Web Site to List Foster Children for Adoption

By Barbara Vobejda
Washington Post Staff Writer
Wednesday, November 25, 1998; Page A05

President Clinton announced yesterday a plan to create an Internet site
that will carry photographs and information on as many as 100,000
children in the nation's foster care system in hopes of matching them
with adoptive parents.

 The president announced the initiative during a White House ceremony
marking the first anniversary of the Adoption and Safe Families Act,
which revamped the foster care system to speed the placement of children
in permanent homes after they are taken from abusive or neglectful
parents.

 The law established bonuses of $4,000 to be paid by the federal
government to states for every child who is adopted out of the child
protection system, and $6,000 for the adoption of a child considered
hard to place because of age, handicap or other circumstances.

 Clinton hopes the new Internet effort will enable the administration to
reach its goal of doubling the number of foster care adoptions by 2002.
"We can use the Internet to promote adoptions while protecting the
confidentiality of children and families," Clinton said. "Technology has
given us an important tool and we should use it."

 The ceremony also honored 24 families who adopted children yesterday
through the D.C. Superior Court, an annual "Adoption Day" event
traditionally held at the court but transferred to the White House at
the request of first lady Hillary Rodham Clinton. Among the speakers was
District Mayor-elect Anthony Williams, who was adopted at the age of 3
[Details, Page B8].

 Currently, 18 states -- including Maryland -- maintain their own sites
on the World Wide Web to promote adoptions of children in foster care,
while other states provide information to private social service
agencies that have created similar sites. But the result is a cumbersome
and haphazard system that makes it difficult for prospective families to
learn about available children across the country.

━━━━━━━━

- **WHAT YOU WILL DO**
Continue the news article about the adoption website for foster children, starting right after its last sentence.

[Collected data]
━━━━━━━━

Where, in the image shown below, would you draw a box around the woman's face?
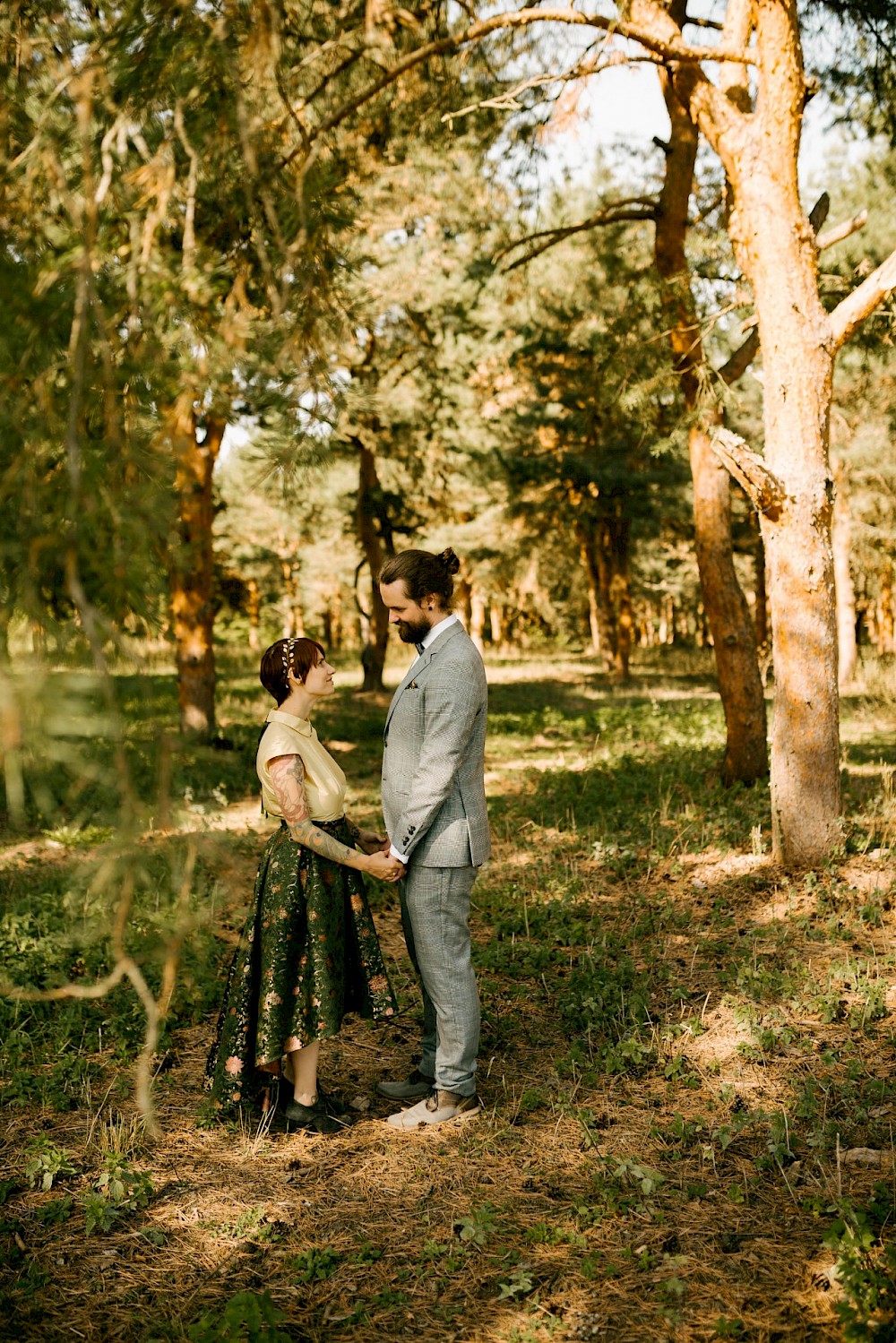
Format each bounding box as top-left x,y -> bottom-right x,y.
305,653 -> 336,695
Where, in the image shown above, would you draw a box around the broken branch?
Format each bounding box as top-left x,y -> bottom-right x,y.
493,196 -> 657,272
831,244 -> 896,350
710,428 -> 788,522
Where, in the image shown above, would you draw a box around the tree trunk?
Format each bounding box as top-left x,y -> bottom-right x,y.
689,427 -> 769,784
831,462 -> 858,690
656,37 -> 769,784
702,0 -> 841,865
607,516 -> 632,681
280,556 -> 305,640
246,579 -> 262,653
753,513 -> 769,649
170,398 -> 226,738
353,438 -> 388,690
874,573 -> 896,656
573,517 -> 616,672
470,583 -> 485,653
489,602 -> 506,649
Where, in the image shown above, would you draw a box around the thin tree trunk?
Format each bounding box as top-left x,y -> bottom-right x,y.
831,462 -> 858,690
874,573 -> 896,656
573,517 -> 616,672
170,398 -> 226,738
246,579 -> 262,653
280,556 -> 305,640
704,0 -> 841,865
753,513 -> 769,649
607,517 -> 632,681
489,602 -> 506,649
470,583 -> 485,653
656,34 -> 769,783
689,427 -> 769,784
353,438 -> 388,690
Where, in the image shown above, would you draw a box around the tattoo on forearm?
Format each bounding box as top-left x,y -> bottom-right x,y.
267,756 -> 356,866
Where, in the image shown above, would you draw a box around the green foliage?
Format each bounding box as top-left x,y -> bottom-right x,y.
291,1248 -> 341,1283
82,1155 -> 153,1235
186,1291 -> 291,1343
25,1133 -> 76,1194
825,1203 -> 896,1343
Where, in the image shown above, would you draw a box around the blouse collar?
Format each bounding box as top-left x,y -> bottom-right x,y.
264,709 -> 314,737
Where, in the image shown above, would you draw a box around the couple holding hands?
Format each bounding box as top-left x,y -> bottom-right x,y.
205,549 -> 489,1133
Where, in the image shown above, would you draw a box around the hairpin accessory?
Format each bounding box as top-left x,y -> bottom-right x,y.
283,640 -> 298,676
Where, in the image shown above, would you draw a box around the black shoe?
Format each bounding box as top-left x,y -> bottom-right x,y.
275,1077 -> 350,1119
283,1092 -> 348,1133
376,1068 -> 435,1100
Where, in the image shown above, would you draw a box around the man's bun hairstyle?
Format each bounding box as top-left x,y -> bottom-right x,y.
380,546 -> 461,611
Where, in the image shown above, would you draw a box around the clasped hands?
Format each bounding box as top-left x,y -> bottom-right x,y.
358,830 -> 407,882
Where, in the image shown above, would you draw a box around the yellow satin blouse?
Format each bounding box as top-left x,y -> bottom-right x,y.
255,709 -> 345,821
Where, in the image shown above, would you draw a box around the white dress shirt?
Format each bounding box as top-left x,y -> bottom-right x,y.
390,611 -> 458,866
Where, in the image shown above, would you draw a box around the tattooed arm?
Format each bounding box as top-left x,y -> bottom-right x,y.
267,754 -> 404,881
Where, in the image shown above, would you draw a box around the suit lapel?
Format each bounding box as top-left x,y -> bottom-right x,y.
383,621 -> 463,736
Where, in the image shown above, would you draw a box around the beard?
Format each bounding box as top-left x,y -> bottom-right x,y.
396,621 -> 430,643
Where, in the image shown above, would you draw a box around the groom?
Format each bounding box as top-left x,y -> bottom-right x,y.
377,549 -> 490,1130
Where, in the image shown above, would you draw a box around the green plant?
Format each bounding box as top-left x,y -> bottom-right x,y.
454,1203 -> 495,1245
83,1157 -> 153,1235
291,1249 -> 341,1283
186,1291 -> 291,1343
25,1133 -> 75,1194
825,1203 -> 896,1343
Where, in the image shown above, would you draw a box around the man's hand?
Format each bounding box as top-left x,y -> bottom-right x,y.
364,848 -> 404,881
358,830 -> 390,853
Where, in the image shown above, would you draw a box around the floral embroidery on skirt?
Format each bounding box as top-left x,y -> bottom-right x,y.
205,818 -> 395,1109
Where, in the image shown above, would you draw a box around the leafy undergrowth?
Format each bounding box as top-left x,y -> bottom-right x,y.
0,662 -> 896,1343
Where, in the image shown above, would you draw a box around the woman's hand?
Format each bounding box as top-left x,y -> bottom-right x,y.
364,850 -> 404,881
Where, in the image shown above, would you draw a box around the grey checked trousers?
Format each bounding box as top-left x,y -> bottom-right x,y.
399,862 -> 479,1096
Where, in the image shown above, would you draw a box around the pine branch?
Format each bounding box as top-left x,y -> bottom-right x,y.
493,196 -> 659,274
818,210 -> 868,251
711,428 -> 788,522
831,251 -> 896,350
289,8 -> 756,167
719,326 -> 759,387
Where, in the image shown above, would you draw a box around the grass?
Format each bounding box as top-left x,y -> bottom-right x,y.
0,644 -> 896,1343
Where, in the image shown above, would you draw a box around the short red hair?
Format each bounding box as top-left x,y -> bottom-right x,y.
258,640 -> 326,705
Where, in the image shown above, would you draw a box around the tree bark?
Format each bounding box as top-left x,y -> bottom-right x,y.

━━━━━━━━

- **TASK RESPONSE**
Under the president's plan, Health and Human Services Secretary Donna E.
Shalala will determine over the next two months the best way to create
one Internet site that will link the other sites and essentially serve
as a clearinghouse for interested parents. HHS officials said the site
would protect the privacy of children by posting information only after
permission is received from the children's legal guardians.

 The nation's foster care system includes about 500,000 children, of
whom 100,000 are available for adoption because social workers have
determined that they cannot be returned to their birth parents. In the
past, just a fraction of those children have been adopted -- the figure
was 20,000 in 1995.

 By creating financial bonuses and other incentives, the federal law was
designed to increase that number. It also was intended to shorten the
legal process for determining that a child is free for adoption and to
shift the emphasis in cases of severe abuse away from attempts to
reunite biological families.

 Figures are not yet available to show whether the number of adoptions
has increased since passage of the law. But from 1996 to 1997, the
number of adoptions increased by more than 10 percent, from 28,000 to
31,000, according to federal statistics.